Извлечённый текст:
Желательно еще при этом заниматься множеством других параллельных и важных занятий (Быков меня этому не учил, но я сам догадался), которые будут подвигать ленивую и нелюбопытную публику обращать внимание, собственно, на то, ради чего ты сюда пришел. В нашем случае – на романы.
Теперь «Оправдание» переиздается уже раз в пятнадцатый – но этого никогда бы не случилось, не будь написаны после него еще пять (или сколько там уже?) романов, три (или больше?) жизнеописания, несколько томов «Гражданина поэта», и прочая, и прочая.
Выскажусь грубо, но честно: хорошую работу надо навязывать. Используя для этой цели другую хорошую работу.
«Орфография», конечно, вызвала у меня некоторое раздражение – ровно по той причине, по которой этот роман понравился покойному Василию Аксенову. Это книга о Петрограде после революции и о несчастных литераторах в этом Петрограде, которых в финале истребит человек, очень похожий на Зиновьева, – большевистская сволочь и гадина.
Не то беда, что это антибольшевистская книжка (Быков скажет, что такое определение – глупость, но ведь не совсем же глупость). Беда в том, что главный ее герой, Ять, – это типаж, который органически мне не нравится.
Там есть такая важная сцена, когда во время Гражданской войны в одном подвале поочередно оказываются (могу ошибиться в деталях, но суть верна) большевик, анархист, махновец и какой-то эсер еще. И среди них, тоже случайно, сидит Ять. Постепенно выясняется, кто они все такие, – ситуация комическая, и поэтому Ять хохочет.
Ять хохочет, потому что ему все смешны и понятны – и анархисты, и большевики, и прочие там кадеты, – и этот смех, он будто бы нивелирует и эпос, и трагедию, и всякий смысл вообще.
Я не люблю, когда так смеются. Мне не смешно.
Однако, как ни крути, «Орфография» написана прекрасно. Схожие чувства у меня вызывали романы Марка Алданова (с ним, кстати, Быкова никогда не сравнивали, а зря): все происходящее там чуждо мне и кажется чрезмерно тенденциозным – но как пишет, стервец.
Что до «Остромова», то я вообще не понимаю, отчего мы не носим Быкова на руках, – настолько бесподобно это придумано и сделано, так сегодня умеет только он один.
…или уже носим?
Четыре раза по десять
Часть II
Малая форма
Михаил Тарковский
Гостиница «Океан»
Проза Тарковского говорливая, очень богатая – не просто словарем (а запас у Тарковского большой, редкий, просеянный через хорошее сито), а как-то, что называется, по-человечески. По-человечьи даже. Богатая на чувство, на жалость (скрытую, тайную, очень честную), на сострадание – с последним у нас совсем невесело в литературе.

Набор данных:
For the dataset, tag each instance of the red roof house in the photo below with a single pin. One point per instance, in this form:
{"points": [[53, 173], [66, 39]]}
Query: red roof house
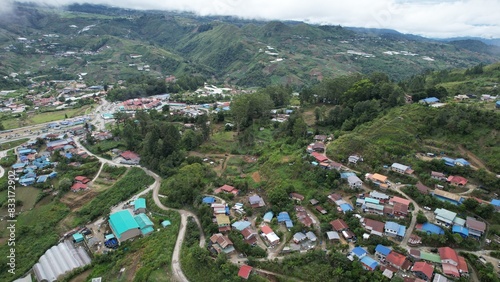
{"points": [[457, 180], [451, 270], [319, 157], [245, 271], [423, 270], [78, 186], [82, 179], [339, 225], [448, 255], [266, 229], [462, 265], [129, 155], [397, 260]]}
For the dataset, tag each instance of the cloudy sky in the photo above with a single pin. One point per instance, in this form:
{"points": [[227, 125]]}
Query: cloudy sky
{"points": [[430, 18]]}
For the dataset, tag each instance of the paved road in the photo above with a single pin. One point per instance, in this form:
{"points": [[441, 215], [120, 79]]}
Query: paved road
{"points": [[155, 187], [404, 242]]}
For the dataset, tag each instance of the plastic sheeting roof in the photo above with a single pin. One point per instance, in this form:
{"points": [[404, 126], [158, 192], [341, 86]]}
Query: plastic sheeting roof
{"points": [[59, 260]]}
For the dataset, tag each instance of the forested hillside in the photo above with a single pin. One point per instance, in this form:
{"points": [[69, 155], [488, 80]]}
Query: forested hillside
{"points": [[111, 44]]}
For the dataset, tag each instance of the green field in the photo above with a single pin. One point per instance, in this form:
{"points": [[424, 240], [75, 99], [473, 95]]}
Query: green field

Что нужно сделать:
• a. Кто, согласно извлечённому тексту, поочередно оказывается в подвале во время Гражданской войны в сцене из «Орфографии»? Перечислите всех, кроме Ятя.
• b. Выведите строки записей без изменений: от строки, содержащей «For the dataset, tag each instance of the green», до конца записей, включая обе граничные строки.

Ответы к заданиям:
• a. Большевик, анархист, махновец, эсер.

• b.
For the dataset, tag each instance of the green field in the photo above with a single pin. One point per instance, in this form:
{"points": [[424, 240], [75, 99], [473, 95]]}
Query: green field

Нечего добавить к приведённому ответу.